The request:
Reproduce everything from the start of the items below down to the line containing "x=474 y=228", with both of those lines included.
+ + +
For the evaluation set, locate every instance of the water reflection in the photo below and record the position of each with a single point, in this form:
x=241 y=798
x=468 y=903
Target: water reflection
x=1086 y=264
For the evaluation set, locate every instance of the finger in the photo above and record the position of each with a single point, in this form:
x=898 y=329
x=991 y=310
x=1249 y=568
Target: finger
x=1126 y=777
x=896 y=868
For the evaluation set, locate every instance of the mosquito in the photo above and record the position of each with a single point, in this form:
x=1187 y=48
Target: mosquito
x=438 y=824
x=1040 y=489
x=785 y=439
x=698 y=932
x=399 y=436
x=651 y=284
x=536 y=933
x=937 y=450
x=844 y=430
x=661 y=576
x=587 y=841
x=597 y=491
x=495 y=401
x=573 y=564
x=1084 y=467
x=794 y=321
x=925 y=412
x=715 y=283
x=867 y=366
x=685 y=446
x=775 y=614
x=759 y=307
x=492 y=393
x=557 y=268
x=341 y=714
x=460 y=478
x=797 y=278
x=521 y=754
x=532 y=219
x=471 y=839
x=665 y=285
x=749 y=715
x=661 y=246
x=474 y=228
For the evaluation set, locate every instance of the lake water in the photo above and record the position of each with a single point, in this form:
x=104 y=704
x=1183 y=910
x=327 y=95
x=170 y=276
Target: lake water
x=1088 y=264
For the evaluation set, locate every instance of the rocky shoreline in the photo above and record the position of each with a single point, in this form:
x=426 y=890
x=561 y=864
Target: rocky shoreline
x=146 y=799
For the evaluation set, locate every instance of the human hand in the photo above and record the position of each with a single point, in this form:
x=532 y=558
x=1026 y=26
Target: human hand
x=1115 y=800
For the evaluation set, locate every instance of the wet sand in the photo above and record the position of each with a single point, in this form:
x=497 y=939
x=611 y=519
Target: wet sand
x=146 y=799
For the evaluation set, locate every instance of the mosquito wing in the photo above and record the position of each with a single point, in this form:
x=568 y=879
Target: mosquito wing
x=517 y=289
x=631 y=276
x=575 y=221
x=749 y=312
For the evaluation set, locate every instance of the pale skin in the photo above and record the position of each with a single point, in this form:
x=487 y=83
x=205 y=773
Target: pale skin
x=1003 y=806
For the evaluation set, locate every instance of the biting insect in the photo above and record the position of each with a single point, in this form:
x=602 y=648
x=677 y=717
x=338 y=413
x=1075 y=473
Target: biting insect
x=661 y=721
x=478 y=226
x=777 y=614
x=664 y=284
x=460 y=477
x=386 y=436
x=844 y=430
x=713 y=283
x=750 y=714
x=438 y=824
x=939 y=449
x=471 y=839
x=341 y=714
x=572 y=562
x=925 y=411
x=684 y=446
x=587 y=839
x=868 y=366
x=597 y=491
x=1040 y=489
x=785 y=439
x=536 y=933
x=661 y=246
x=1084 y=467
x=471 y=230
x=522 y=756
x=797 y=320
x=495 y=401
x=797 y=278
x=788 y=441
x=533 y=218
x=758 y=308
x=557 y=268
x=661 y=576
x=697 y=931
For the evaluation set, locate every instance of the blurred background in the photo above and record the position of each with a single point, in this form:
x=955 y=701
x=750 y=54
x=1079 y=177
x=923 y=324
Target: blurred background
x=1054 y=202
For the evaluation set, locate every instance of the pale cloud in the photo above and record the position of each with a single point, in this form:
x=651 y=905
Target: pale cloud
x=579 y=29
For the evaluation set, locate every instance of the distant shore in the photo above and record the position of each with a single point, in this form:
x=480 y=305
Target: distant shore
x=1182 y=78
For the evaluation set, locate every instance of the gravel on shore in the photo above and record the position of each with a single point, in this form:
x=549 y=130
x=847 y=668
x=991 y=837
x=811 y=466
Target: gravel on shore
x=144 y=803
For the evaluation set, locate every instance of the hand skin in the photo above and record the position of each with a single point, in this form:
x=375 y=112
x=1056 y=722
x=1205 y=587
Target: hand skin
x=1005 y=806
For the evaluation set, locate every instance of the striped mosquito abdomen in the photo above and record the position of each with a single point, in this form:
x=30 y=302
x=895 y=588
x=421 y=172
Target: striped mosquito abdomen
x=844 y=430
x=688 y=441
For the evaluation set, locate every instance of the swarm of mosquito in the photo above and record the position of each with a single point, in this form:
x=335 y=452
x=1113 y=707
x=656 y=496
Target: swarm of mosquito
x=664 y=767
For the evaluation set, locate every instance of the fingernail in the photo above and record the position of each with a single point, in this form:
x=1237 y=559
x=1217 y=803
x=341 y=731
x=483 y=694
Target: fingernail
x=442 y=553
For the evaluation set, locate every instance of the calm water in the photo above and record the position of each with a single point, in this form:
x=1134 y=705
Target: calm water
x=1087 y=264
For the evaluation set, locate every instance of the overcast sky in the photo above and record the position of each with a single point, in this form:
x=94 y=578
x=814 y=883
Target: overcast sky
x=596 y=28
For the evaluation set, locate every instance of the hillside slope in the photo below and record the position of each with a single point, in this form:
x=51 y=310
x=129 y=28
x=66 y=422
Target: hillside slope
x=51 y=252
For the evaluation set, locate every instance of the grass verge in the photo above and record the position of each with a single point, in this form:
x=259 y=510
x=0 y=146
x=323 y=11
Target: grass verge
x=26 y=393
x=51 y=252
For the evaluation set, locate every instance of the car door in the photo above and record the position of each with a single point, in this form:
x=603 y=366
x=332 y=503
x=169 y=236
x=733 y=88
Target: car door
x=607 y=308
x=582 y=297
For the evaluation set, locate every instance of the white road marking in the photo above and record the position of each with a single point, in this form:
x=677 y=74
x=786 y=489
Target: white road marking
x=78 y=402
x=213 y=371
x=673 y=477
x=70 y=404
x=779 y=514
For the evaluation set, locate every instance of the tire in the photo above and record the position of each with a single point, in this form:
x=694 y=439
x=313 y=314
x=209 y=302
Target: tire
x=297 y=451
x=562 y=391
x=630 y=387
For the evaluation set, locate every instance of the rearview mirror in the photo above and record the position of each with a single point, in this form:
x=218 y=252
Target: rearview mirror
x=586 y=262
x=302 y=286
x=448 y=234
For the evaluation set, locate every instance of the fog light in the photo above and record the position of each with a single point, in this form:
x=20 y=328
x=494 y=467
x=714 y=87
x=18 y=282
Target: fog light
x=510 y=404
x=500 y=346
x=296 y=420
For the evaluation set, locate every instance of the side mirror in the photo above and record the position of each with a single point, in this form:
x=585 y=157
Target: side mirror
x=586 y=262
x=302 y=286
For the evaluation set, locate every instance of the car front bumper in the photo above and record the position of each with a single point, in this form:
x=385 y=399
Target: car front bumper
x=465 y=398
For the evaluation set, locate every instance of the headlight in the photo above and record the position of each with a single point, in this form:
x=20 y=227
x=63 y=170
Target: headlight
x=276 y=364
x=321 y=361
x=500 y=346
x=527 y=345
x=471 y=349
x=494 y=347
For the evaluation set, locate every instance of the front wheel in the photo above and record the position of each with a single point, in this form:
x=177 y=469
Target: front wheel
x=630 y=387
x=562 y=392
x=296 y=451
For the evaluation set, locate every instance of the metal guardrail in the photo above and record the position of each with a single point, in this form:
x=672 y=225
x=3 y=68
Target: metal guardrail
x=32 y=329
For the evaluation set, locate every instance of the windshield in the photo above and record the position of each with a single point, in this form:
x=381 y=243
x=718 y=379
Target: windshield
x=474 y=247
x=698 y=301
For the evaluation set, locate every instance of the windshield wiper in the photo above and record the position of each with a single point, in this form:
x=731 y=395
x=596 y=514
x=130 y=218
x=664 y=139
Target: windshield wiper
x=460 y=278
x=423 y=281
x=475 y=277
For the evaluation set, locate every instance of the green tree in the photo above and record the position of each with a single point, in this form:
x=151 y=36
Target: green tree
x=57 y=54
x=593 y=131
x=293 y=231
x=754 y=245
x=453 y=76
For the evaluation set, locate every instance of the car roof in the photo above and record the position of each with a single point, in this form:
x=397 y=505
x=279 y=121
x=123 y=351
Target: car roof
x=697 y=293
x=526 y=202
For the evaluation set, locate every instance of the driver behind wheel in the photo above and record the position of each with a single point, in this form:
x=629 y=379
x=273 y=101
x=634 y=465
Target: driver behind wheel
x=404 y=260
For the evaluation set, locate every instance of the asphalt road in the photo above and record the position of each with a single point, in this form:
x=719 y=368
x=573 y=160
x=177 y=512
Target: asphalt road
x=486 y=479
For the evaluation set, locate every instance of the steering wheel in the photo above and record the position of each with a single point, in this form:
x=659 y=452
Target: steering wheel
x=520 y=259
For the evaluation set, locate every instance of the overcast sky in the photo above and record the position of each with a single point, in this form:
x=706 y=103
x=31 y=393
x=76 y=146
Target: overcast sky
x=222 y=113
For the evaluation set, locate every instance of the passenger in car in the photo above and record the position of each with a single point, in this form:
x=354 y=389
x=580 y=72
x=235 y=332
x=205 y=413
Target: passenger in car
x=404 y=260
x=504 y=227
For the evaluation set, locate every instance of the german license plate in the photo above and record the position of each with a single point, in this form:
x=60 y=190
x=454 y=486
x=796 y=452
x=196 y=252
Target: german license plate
+ + +
Answer to the problem:
For the evaluation set, locate every instance of the water reflection in the photo below and record the position of each with a single point, in this form:
x=241 y=798
x=468 y=903
Target: water reflection
x=1086 y=264
For the evaluation set, locate every instance of the finger in the photo above and record the position of each with a single point, in this form:
x=898 y=329
x=991 y=310
x=1249 y=568
Target: finger
x=1126 y=777
x=896 y=868
For the evaluation set, locate every instance of the mosquito in the photo above and record the position of each with a single point, in this form:
x=1187 y=48
Target: mosquito
x=438 y=824
x=1040 y=489
x=785 y=439
x=698 y=932
x=399 y=436
x=651 y=284
x=536 y=933
x=937 y=450
x=844 y=430
x=661 y=576
x=587 y=841
x=597 y=491
x=495 y=401
x=573 y=564
x=1084 y=467
x=794 y=321
x=925 y=412
x=715 y=283
x=867 y=366
x=685 y=446
x=775 y=614
x=759 y=307
x=492 y=393
x=557 y=268
x=341 y=714
x=460 y=478
x=797 y=278
x=521 y=754
x=532 y=219
x=471 y=839
x=665 y=285
x=749 y=715
x=661 y=246
x=474 y=228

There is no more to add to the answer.